━━━━━ Data rows ━━━━━

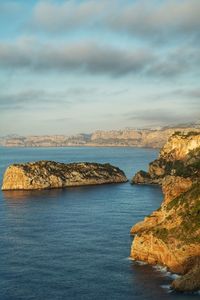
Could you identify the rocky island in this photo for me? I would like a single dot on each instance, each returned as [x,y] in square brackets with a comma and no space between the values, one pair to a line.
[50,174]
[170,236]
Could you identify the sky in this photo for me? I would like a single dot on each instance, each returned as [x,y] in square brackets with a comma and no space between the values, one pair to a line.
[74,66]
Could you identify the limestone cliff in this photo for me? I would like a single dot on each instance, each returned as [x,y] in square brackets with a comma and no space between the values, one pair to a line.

━━━━━
━━━━━ Data rows ━━━━━

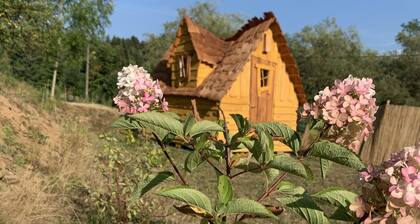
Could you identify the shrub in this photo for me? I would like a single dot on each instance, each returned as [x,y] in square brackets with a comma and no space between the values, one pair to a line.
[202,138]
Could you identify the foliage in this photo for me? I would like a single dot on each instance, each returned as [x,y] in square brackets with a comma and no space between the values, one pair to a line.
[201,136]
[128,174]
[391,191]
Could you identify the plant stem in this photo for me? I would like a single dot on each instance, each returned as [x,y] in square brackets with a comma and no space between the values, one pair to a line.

━━━━━

Convert the lines between the one containing "Could you identify the foliage" and the one containing "Could you identify the plant", inclusive, into a JSON list of strings, one string per line, leaving out blank lines.

[
  "Could you identify the foliage in this photo for me? I would like a single dot on each instance, each returned as [x,y] in square brackets with a comma and no space between the values, one pair to a line.",
  "[201,136]",
  "[128,174]",
  "[391,191]",
  "Could you identify the plant stem in this photo for me? I would like a single dot on each instance, each returned as [x,y] in square brackets with a comma and no space between the values, one pair to a line."
]